▸ **TASK TO COMPLETE**
Report each line of the records below that uses the word "Target".
((
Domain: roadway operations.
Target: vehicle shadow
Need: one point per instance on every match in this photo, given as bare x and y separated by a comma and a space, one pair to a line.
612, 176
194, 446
))
((
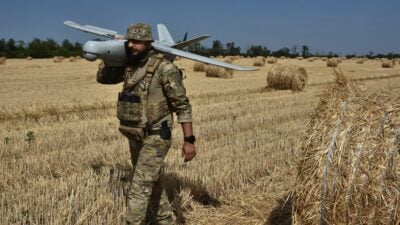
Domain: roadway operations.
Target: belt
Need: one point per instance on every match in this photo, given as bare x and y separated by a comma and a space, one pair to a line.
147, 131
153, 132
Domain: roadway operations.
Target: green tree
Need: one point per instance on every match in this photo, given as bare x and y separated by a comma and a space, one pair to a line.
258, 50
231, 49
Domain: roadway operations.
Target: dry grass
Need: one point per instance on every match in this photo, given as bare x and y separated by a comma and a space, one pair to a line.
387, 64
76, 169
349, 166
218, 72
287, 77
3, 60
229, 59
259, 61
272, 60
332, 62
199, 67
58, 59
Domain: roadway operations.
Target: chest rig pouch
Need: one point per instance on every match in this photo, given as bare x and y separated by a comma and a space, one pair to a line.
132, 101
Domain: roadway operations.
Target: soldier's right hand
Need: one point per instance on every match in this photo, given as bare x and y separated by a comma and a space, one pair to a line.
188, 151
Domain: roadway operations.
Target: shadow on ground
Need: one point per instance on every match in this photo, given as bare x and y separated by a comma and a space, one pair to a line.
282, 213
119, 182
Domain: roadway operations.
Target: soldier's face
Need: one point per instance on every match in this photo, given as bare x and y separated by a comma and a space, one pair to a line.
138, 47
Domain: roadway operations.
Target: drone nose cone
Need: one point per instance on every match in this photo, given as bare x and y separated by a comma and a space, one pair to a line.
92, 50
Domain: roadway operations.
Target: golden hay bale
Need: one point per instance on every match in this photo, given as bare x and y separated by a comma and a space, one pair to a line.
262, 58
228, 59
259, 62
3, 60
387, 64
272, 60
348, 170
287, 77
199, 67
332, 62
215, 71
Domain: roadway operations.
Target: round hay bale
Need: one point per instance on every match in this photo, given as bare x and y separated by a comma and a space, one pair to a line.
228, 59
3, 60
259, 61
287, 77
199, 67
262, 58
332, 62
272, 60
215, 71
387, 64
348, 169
))
▸ **EXERCISE RESPONSE**
Target: vehicle shadow
Target: belt
Target: green tree
Target: dry grass
Target: chest rig pouch
Target: soldier's right hand
Target: shadow on ground
Target: soldier's face
Target: drone nose cone
Target: golden hay bale
Target: round hay bale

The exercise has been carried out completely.